* _What to work on_: Please copy the material below, swapping every "wooden" for "timber" and changing nothing else. Leave out the pictures.

* _Records for processing_:
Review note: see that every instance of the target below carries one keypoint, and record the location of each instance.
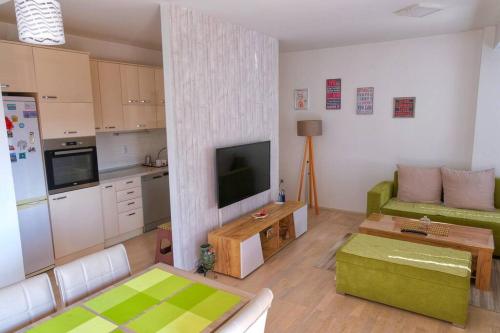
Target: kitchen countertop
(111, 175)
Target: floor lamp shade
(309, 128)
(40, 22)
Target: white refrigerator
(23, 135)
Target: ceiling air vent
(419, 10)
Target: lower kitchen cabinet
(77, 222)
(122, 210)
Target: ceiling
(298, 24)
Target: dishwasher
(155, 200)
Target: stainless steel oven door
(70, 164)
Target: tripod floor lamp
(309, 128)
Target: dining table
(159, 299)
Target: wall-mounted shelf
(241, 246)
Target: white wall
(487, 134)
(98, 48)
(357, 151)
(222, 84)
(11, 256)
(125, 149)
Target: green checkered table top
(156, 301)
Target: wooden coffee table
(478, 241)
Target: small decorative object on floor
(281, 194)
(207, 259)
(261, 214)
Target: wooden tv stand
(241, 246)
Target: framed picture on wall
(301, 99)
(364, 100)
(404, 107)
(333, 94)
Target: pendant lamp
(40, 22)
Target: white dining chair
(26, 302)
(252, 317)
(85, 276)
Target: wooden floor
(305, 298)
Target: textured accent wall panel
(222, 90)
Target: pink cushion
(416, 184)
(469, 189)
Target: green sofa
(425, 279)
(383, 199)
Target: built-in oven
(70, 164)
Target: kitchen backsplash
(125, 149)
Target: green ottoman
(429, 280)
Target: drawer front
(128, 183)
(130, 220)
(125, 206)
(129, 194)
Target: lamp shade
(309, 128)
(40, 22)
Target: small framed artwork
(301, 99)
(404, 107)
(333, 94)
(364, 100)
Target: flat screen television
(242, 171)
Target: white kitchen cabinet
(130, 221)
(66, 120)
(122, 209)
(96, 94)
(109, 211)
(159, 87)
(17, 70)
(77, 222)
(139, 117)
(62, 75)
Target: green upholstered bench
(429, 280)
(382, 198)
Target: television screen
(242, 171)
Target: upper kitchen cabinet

* _Written response_:
Review note: see that every instance of the target below carries one keypoint, and record the location of each instance.
Target: kitchen countertop
(111, 175)
Target: floor lamp shade
(309, 128)
(40, 22)
Target: white refrigerator
(23, 135)
Target: ceiling air vent
(419, 10)
Target: lower kitchen cabinet
(77, 222)
(122, 210)
Target: ceiling
(298, 24)
Target: dishwasher
(155, 200)
Target: stainless steel oven door
(70, 164)
Target: tripod floor lamp
(309, 128)
Target: dining table
(159, 299)
Target: wall-mounted shelf
(241, 246)
Target: white wall
(487, 134)
(98, 48)
(357, 151)
(222, 84)
(11, 256)
(125, 149)
Target: green checkered table top
(156, 301)
Target: timber coffee table
(478, 241)
Target: small decorative object on floor
(281, 194)
(207, 259)
(261, 214)
Target: timber tv stand
(241, 246)
Target: framed picture on wall
(301, 99)
(364, 100)
(404, 107)
(333, 94)
Target: pendant lamp
(40, 22)
Target: white dining chair
(26, 302)
(252, 317)
(85, 276)
Target: timber floor
(305, 298)
Target: textured accent wall panel
(222, 90)
Target: pink cushion
(416, 184)
(469, 189)
Target: green sofa
(425, 279)
(383, 199)
Target: built-in oven
(70, 164)
Target: kitchen backsplash
(125, 149)
Target: green ottoman
(429, 280)
Target: drawer front
(128, 183)
(130, 220)
(125, 206)
(129, 194)
Target: lamp shade
(309, 128)
(40, 22)
Target: small framed artwork
(301, 99)
(404, 107)
(333, 94)
(364, 100)
Target: flat screen television
(242, 171)
Target: white kitchen cabinet
(130, 221)
(66, 120)
(122, 209)
(96, 94)
(109, 211)
(159, 87)
(17, 70)
(77, 222)
(139, 117)
(62, 75)
Target: green upholstered bench
(429, 280)
(382, 198)
Target: television screen
(242, 171)
Target: upper kitchen cabinet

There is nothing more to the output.